[start]
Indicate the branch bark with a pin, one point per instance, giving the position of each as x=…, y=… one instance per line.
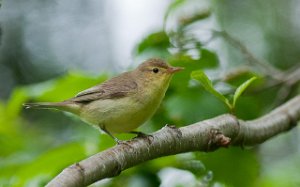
x=206, y=135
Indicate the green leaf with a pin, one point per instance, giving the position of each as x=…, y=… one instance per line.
x=207, y=84
x=158, y=41
x=241, y=89
x=208, y=58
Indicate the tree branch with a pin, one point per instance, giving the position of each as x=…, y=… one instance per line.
x=207, y=135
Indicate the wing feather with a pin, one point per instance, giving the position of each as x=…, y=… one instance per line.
x=116, y=87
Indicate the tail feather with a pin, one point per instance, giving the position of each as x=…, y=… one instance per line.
x=65, y=106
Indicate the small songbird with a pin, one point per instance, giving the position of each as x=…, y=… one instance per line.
x=123, y=103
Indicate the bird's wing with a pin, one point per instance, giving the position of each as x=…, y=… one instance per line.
x=117, y=87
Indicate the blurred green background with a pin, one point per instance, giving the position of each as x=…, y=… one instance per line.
x=43, y=57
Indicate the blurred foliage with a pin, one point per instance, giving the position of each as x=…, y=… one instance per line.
x=37, y=145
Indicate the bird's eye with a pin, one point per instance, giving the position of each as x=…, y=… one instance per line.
x=155, y=70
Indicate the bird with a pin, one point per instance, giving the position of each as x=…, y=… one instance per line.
x=122, y=103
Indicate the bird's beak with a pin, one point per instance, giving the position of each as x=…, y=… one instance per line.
x=174, y=69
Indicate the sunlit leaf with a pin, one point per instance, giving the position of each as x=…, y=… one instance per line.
x=241, y=89
x=207, y=84
x=155, y=41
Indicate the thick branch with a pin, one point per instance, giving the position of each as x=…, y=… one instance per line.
x=207, y=135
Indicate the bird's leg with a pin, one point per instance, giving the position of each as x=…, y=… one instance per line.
x=113, y=137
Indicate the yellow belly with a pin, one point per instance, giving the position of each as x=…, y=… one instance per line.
x=120, y=115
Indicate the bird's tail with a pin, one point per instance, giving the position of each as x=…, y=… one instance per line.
x=65, y=106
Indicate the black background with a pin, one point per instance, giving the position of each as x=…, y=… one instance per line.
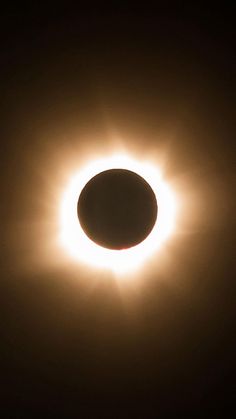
[end]
- What you have to do: Convert all the items above into a numbered list, one line per entry with blank lines left out. Omit the pictures from the output.

- Full solution:
1. Indicate the branch bark with a pin, one point per instance, giving the position of each as x=…, y=… one instance per line.
2. x=206, y=135
3. Indicate the green leaf with a pin, one point per instance, giving the position of each as x=…, y=… one instance per line.
4. x=207, y=84
5. x=158, y=41
6. x=241, y=89
7. x=208, y=58
8. Indicate the tree branch with a pin, one point per instance, giving the position of each as x=…, y=… one instance per line.
9. x=207, y=135
10. Indicate the wing feather with a pin, one point per instance, giving the position of each as x=…, y=… one instance per line.
11. x=116, y=87
12. Indicate the tail feather with a pin, one point per instance, giving the position of each as x=…, y=… one instance per line.
13. x=65, y=106
14. Indicate the small songbird with a pin, one point per instance, giving the position of each as x=…, y=… one instance per line.
15. x=123, y=103
16. Indicate the bird's wing with a pin, one point per instance, giving the position of each as x=…, y=… one instance per line.
17. x=117, y=87
18. Indicate the blurred green background with a pin, one point per instance, giving the position of each as x=…, y=… one instance per line.
19. x=43, y=57
20. Indicate the blurred foliage with a pin, one point per instance, giving the position of each as x=…, y=… one instance per line.
21. x=37, y=145
22. Indicate the bird's eye with a pin, one point per instance, giving the position of each as x=…, y=… one instance per line.
23. x=155, y=70
24. Indicate the bird with a pin, one point per instance, giving the position of each as x=…, y=… one instance per line.
25. x=122, y=103
26. Indicate the bird's beak with a pin, one point per instance, giving the position of each as x=…, y=… one instance per line.
27. x=174, y=69
28. Indicate the sunlit leaf with a pin, one point per instance, giving the position of each as x=…, y=… one instance per line.
29. x=241, y=89
30. x=207, y=84
31. x=155, y=41
32. Indicate the thick branch with a pin, one point per instance, giving the position of each as x=…, y=… one instance per line.
33. x=207, y=135
34. Indicate the bird's leg with a pin, one point per instance, giving the position of each as x=…, y=… one instance per line.
35. x=113, y=137
36. Indicate the yellow belly with a pin, one point per instance, giving the position of each as x=…, y=… one instance per line.
37. x=120, y=115
38. Indicate the bird's tail with a pin, one point per instance, giving the position of each as x=…, y=… one instance per line.
39. x=65, y=106
40. Indicate the black background with a pin, one point per instance, giving the position of each as x=…, y=… one instance per line.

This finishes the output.